Spatial localization data:
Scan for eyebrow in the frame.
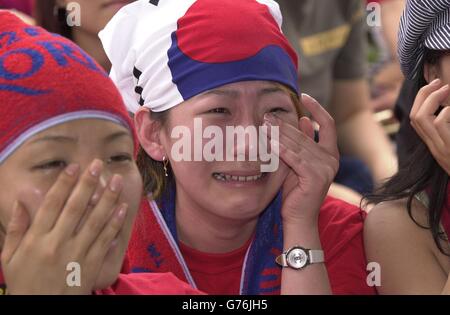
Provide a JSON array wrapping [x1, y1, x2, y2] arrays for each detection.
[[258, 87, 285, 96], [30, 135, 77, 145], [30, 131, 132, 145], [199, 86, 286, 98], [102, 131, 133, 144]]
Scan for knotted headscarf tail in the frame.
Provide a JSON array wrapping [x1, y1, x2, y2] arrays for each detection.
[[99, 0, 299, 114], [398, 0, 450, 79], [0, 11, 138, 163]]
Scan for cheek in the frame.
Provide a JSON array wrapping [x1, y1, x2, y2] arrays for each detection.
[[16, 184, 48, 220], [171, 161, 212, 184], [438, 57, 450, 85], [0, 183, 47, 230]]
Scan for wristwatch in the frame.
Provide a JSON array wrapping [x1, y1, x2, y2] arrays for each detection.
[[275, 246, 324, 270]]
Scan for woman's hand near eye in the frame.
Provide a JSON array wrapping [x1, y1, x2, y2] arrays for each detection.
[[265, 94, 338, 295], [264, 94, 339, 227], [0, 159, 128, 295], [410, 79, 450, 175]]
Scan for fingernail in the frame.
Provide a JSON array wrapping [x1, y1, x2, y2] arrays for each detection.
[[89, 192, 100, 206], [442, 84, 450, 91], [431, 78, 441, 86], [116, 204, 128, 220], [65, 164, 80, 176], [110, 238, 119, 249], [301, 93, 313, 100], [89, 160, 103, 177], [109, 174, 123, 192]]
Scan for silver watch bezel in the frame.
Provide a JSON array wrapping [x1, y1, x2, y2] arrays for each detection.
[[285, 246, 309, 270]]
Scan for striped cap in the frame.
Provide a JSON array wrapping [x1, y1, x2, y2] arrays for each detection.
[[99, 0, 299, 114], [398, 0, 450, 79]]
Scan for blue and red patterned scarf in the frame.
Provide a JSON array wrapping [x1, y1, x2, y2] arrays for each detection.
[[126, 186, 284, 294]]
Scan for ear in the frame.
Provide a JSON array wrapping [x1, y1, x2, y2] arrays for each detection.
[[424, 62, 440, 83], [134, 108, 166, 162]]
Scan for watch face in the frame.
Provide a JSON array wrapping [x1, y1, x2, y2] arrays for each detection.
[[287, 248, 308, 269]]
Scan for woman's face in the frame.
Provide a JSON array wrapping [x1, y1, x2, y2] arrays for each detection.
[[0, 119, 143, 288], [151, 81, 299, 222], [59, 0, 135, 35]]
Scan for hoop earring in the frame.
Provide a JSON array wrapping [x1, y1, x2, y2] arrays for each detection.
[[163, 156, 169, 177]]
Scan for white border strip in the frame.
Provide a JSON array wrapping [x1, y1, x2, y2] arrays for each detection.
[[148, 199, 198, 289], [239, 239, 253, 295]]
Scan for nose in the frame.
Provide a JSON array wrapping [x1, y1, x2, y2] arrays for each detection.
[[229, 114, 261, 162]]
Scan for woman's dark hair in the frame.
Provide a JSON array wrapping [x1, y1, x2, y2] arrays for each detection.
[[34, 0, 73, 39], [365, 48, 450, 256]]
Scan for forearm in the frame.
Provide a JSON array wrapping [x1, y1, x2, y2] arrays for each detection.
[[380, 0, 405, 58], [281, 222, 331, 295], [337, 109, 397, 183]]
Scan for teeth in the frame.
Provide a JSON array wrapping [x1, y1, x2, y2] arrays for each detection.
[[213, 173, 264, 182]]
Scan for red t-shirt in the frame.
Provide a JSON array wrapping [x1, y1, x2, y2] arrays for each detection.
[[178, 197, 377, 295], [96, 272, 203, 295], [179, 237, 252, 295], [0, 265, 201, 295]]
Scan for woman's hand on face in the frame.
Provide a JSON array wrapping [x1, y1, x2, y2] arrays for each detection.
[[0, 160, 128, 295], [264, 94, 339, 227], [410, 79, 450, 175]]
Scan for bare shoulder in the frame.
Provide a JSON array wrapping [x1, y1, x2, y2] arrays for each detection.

- TASK STATEMENT: Wherever a line in the records contains the word "woman", copy that line.

- EXERCISE RESULT:
Scan for woman's hand near eye in the frame.
Scan for woman's face in the frame.
Scan for woman's dark hair in the frame.
Scan for woman's hand on face in the frame.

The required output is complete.